• What is expected:
Reproduce the stretch of items from the line containing "cord and provide bounding boxes." through the last of the items, word for word.

------------------------------------------------------------

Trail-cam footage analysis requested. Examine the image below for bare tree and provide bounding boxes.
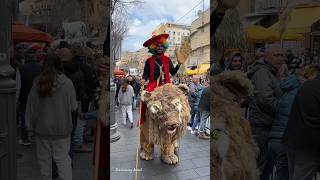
[110,0,143,15]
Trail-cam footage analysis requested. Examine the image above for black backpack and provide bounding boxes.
[69,67,86,102]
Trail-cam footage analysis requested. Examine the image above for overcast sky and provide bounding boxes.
[122,0,210,52]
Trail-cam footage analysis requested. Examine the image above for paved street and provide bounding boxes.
[18,134,93,180]
[110,107,210,180]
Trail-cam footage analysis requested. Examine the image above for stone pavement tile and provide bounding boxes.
[170,160,196,173]
[110,107,210,180]
[191,157,210,167]
[180,151,209,160]
[110,171,134,180]
[192,176,210,180]
[194,166,210,176]
[110,161,135,172]
[176,169,199,180]
[152,173,179,180]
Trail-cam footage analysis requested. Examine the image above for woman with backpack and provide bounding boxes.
[26,53,77,180]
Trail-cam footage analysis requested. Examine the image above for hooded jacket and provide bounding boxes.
[26,75,77,138]
[270,75,301,139]
[247,59,282,129]
[199,86,211,112]
[284,76,320,157]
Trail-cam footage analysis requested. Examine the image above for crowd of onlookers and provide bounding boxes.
[11,41,103,180]
[213,44,320,180]
[113,72,210,139]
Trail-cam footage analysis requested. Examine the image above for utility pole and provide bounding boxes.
[0,0,17,180]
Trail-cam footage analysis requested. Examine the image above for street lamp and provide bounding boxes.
[0,0,17,180]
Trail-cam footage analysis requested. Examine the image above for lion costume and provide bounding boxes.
[211,71,259,180]
[140,84,190,164]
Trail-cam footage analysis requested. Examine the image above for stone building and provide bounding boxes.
[188,9,210,65]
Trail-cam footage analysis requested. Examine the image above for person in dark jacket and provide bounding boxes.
[17,49,42,146]
[199,79,211,140]
[283,70,320,180]
[268,75,301,180]
[248,45,285,180]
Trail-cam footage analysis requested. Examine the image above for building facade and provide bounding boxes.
[153,23,190,46]
[188,9,210,65]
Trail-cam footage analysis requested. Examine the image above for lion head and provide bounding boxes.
[141,84,190,144]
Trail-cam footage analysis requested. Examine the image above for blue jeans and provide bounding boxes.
[199,111,210,132]
[20,108,29,142]
[192,108,200,131]
[268,139,289,180]
[190,104,198,126]
[72,119,87,147]
[253,127,273,180]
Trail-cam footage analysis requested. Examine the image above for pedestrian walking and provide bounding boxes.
[26,54,77,180]
[248,45,286,180]
[118,79,134,128]
[17,48,42,146]
[283,65,320,180]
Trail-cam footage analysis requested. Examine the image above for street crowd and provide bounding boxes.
[212,44,320,180]
[113,72,210,140]
[11,41,103,180]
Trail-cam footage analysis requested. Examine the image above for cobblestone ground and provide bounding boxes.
[18,132,93,180]
[110,107,210,180]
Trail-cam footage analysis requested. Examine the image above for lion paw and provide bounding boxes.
[161,154,179,165]
[140,151,153,161]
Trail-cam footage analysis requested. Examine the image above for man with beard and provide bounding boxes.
[139,34,186,124]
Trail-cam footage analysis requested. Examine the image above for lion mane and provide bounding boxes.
[142,84,190,145]
[140,84,190,164]
[210,71,259,180]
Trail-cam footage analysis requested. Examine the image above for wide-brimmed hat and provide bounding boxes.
[57,48,73,62]
[143,34,169,47]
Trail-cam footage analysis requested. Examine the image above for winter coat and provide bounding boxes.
[64,59,100,112]
[118,85,134,105]
[19,61,42,109]
[270,75,300,139]
[188,82,200,106]
[26,75,77,138]
[199,87,211,112]
[194,86,204,107]
[247,59,282,129]
[284,76,320,157]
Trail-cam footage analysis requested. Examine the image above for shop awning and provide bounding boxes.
[186,64,210,76]
[12,23,53,43]
[269,7,320,33]
[245,25,304,43]
[113,69,127,76]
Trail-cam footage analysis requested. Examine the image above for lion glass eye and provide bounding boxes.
[150,104,161,114]
[171,99,182,112]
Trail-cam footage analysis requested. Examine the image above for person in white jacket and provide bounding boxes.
[118,79,134,128]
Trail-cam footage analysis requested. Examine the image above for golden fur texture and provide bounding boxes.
[211,71,258,180]
[140,84,190,164]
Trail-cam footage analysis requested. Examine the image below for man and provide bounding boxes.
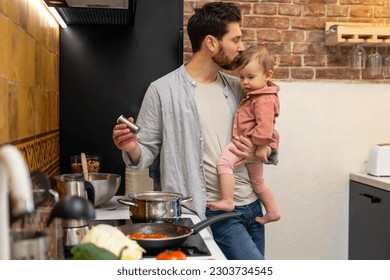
[113,2,272,260]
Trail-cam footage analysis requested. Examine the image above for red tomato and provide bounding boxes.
[156,250,187,260]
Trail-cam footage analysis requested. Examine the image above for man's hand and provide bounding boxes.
[112,118,138,154]
[230,137,259,167]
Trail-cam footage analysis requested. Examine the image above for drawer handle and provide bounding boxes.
[359,193,381,203]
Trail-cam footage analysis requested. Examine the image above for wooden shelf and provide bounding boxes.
[325,22,390,47]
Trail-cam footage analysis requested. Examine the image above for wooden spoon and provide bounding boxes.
[81,153,89,181]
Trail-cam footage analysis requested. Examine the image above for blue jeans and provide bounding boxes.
[206,200,264,260]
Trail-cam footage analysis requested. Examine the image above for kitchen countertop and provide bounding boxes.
[349,173,390,192]
[95,196,226,260]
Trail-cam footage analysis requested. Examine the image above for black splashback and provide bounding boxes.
[60,0,183,194]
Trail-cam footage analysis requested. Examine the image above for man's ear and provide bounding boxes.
[205,35,217,51]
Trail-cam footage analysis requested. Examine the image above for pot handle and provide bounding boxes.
[180,197,194,204]
[192,212,241,234]
[116,198,138,207]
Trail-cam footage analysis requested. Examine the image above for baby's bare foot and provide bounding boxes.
[256,212,280,225]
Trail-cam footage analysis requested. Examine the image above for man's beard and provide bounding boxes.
[211,46,236,71]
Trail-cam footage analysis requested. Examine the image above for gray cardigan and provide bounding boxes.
[123,65,242,220]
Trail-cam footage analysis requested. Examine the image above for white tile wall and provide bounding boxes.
[264,82,390,260]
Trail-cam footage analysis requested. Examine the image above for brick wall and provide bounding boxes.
[184,0,390,83]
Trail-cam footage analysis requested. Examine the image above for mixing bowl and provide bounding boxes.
[88,173,121,206]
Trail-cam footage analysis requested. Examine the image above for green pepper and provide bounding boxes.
[70,243,118,260]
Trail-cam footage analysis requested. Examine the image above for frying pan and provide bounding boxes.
[118,212,241,250]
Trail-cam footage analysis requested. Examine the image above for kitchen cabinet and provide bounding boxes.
[348,175,390,260]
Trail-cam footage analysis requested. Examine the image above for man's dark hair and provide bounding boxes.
[187,2,241,53]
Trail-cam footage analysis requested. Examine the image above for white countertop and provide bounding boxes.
[95,196,226,260]
[349,173,390,192]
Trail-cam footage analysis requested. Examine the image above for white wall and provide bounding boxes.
[264,82,390,260]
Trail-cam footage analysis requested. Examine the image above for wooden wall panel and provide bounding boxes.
[0,0,60,176]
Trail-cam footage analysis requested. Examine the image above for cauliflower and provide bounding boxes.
[81,224,145,260]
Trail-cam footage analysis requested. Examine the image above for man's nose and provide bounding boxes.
[237,41,245,53]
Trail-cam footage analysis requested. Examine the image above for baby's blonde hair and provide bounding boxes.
[236,45,274,73]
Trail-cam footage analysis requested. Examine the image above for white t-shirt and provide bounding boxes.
[195,76,257,205]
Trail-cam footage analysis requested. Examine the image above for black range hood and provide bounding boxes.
[44,0,137,26]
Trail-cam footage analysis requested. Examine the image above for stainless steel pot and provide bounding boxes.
[118,191,192,223]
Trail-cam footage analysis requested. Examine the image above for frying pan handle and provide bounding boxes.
[116,198,138,207]
[180,197,194,205]
[192,212,241,234]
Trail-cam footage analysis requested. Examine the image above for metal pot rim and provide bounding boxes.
[127,191,183,202]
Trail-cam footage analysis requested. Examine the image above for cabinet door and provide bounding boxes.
[348,181,390,260]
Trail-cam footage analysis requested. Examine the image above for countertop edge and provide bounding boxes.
[349,173,390,192]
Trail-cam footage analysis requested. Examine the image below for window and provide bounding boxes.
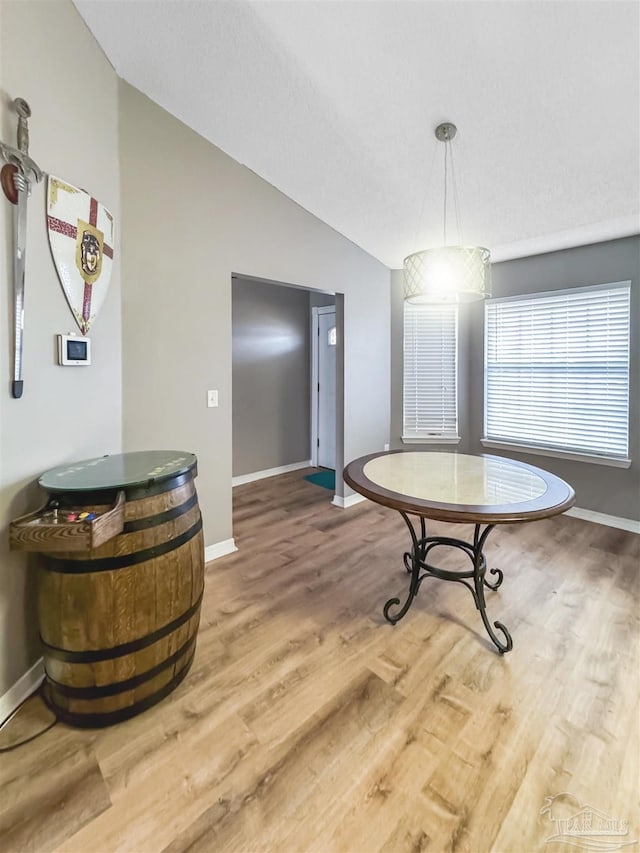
[402,302,459,443]
[485,282,630,464]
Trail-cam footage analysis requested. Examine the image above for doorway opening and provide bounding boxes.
[232,274,344,498]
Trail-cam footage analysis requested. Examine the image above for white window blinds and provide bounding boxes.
[485,282,630,459]
[402,302,458,441]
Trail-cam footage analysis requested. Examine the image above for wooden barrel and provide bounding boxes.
[38,451,204,727]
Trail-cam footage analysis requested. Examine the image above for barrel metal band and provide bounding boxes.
[42,516,202,575]
[45,632,197,699]
[40,587,204,663]
[122,492,198,533]
[42,649,195,729]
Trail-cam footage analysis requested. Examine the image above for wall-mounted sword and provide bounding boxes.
[0,98,42,399]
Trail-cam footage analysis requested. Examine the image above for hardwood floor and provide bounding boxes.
[0,471,640,853]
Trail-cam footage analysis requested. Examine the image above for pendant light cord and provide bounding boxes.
[442,139,451,246]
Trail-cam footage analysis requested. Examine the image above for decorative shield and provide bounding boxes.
[47,175,114,335]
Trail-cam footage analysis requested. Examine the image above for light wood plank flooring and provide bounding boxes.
[0,472,640,853]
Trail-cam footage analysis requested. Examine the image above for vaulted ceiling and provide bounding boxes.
[75,0,640,268]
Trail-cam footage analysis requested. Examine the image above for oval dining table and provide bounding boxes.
[343,450,575,654]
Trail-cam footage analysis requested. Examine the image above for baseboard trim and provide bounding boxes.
[231,459,312,486]
[565,506,640,533]
[331,495,366,509]
[0,658,44,726]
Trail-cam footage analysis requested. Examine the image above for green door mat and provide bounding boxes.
[304,469,336,492]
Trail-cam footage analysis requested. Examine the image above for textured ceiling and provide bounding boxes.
[74,0,640,268]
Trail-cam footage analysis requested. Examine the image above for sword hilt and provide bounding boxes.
[13,98,31,154]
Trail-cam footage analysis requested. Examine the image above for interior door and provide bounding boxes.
[317,308,336,469]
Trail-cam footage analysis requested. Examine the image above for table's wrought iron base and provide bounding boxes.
[383,511,513,655]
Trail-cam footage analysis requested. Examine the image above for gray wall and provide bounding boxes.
[0,0,122,698]
[391,237,640,520]
[119,82,390,545]
[232,278,311,477]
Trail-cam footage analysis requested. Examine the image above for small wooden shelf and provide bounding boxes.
[9,491,125,553]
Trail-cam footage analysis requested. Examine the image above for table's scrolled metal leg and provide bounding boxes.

------------------------------------------------------------

• Completed exercise:
Trail-cam footage analysis requested. Examine the image above for pendant light cord and provide bounding boxes.
[442,139,451,246]
Trail-cam footage analysis requested. Examine the image above for decorative shield and provide bounding boxes.
[47,175,114,335]
Trail-cam footage analysis requested. Examine the image above for light wood plank flooring and provide bounding boxes.
[0,472,640,853]
Trail-cam footage analysis requested. Examine the image above for vaulted ceiling and provide bounding boxes.
[75,0,640,268]
Trail-cam footage analysis requested. Examine the image above for oval dining table and provide bounding boxes.
[343,450,575,654]
Trail-cam footage analysis requested. Examine the image above for baseboard trim and provide bounding boxes.
[231,459,312,486]
[565,506,640,533]
[331,495,366,509]
[0,658,44,726]
Trail-cam footage analysis requested. Examine the image above for green door mat and provide bounding boxes.
[304,469,336,492]
Trail-cam footage analysis requested. Examine the image above for textured ceiling and provide bounding boxes.
[74,0,640,268]
Trail-cam footage analysis requested. Examine the image above for sword hilt and provide bounding boxes.
[13,98,31,154]
Trail-cam footage analysis requested. Examine the image above for interior door and provide bounding boxes.
[317,308,336,469]
Trail-cam footage analysis requested. Examine the image above for table's wrought iron base and provide bounding boxes.
[383,511,513,655]
Trail-cam footage analysis requested. Examine the image above for gray wall and provide bounding boxes.
[0,0,122,698]
[391,237,640,520]
[119,82,390,545]
[232,278,311,477]
Trail-cam footage analysis requested. Examine the image above for small wooden shelf and provide bounding boxes.
[9,491,125,553]
Trail-cam footage analysis requested. Examine the image above for table's scrolled metal leg and provide bounding boxes.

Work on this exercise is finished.